**EXERCISE OBJECTIVE:** Copy out the material below with each "Kindly" changed to "Please" and nothing else altered.
BEGIN INPUT ROWS
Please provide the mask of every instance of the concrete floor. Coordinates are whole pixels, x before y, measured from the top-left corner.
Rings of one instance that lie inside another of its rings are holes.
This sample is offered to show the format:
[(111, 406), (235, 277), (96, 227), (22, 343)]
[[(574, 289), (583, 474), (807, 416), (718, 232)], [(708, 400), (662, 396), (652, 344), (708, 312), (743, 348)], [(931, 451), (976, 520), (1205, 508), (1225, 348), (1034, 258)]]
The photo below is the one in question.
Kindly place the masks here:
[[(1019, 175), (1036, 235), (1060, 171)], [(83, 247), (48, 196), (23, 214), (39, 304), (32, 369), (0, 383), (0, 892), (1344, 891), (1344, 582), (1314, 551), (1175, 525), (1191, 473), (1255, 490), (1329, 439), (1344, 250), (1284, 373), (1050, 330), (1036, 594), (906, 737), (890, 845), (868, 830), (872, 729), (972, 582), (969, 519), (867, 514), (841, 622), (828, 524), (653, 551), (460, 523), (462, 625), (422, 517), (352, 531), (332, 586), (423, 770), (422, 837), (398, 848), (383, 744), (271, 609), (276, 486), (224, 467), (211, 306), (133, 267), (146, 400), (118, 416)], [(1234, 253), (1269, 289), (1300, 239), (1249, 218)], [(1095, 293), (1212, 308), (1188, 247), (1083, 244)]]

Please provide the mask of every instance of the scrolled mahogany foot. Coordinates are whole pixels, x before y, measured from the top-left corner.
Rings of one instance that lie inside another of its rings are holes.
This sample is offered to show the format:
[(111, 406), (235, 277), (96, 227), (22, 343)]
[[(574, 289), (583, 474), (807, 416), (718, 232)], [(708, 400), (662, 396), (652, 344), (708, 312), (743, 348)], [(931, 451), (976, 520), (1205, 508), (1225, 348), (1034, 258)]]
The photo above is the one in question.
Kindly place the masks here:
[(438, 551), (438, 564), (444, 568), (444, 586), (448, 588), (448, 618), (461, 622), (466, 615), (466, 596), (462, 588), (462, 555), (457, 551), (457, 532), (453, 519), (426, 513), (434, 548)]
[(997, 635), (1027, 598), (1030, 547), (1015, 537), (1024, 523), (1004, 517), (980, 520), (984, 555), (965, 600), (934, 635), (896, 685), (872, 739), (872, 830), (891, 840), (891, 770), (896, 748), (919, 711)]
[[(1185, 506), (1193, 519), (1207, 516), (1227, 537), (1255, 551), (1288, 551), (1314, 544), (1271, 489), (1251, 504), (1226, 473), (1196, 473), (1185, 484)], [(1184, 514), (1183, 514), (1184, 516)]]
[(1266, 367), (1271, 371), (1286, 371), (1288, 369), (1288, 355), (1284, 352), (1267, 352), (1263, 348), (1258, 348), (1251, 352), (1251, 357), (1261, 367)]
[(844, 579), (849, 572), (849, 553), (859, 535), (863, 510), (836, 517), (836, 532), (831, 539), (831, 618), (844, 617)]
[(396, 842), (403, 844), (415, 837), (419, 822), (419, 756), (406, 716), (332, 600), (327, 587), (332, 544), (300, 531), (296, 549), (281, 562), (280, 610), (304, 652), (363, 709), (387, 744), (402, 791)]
END INPUT ROWS
**SOLUTION TO THE EXERCISE:**
Please provide the mask of every instance of the concrete floor. Coordinates are whole pixels, x before y, measured from the top-left corner.
Rings of one instance that lie inside another of its rings are holes.
This sample is offered to show the format:
[(111, 406), (235, 277), (96, 227), (22, 343)]
[[(574, 289), (583, 474), (807, 416), (718, 232)], [(708, 400), (662, 396), (652, 344), (708, 312), (743, 348)], [(931, 451), (976, 520), (1205, 508), (1225, 348), (1034, 258)]]
The photo below is the one in question.
Please place the masks here:
[[(1019, 175), (1036, 235), (1060, 171)], [(83, 247), (48, 196), (23, 214), (39, 304), (32, 369), (0, 383), (0, 892), (1344, 891), (1344, 582), (1314, 551), (1175, 525), (1191, 473), (1255, 490), (1329, 439), (1344, 250), (1284, 373), (1050, 330), (1036, 594), (906, 737), (890, 845), (868, 830), (872, 729), (972, 582), (969, 519), (867, 514), (841, 622), (828, 524), (653, 551), (460, 523), (462, 625), (422, 517), (352, 531), (332, 586), (423, 770), (422, 837), (398, 848), (383, 744), (271, 609), (276, 486), (224, 467), (211, 306), (133, 267), (146, 400), (118, 416)], [(1234, 253), (1269, 289), (1300, 239), (1249, 218)], [(1095, 293), (1212, 308), (1188, 247), (1083, 244)]]

Please provide the mask of every instance of the scrolled mahogany foot. Coordinates are whole pixels, x before y, measured from the top-left corner.
Rings of one instance that lie inside another of its rings are holes.
This sample is offered to show the format:
[(111, 406), (235, 277), (96, 227), (22, 343)]
[[(574, 289), (583, 474), (807, 416), (718, 232)], [(708, 400), (662, 396), (652, 344), (708, 312), (743, 348)], [(931, 451), (976, 520), (1205, 508), (1225, 348), (1034, 258)]]
The photo above is the one in question.
Please place the masks here:
[(438, 551), (438, 564), (444, 568), (444, 586), (448, 588), (448, 618), (461, 622), (466, 615), (466, 596), (462, 588), (462, 555), (457, 551), (457, 532), (453, 519), (426, 513), (434, 548)]
[(997, 635), (1027, 598), (1030, 547), (1015, 537), (1024, 523), (1004, 517), (980, 520), (984, 555), (965, 600), (934, 635), (896, 685), (872, 739), (872, 830), (891, 840), (891, 770), (896, 748), (919, 711)]
[[(1185, 506), (1193, 519), (1207, 516), (1227, 537), (1255, 551), (1288, 551), (1314, 544), (1271, 489), (1251, 504), (1226, 473), (1196, 473), (1185, 484)], [(1184, 514), (1183, 514), (1184, 516)]]
[(1266, 367), (1271, 371), (1286, 371), (1288, 369), (1288, 355), (1284, 352), (1267, 352), (1263, 348), (1258, 348), (1251, 352), (1251, 357), (1261, 367)]
[(844, 579), (849, 572), (849, 553), (859, 535), (863, 510), (836, 517), (836, 532), (831, 539), (831, 618), (844, 617)]
[(396, 842), (403, 844), (415, 837), (419, 822), (419, 756), (406, 716), (332, 600), (327, 587), (332, 544), (300, 531), (296, 549), (281, 562), (280, 610), (304, 652), (363, 709), (387, 744), (402, 791)]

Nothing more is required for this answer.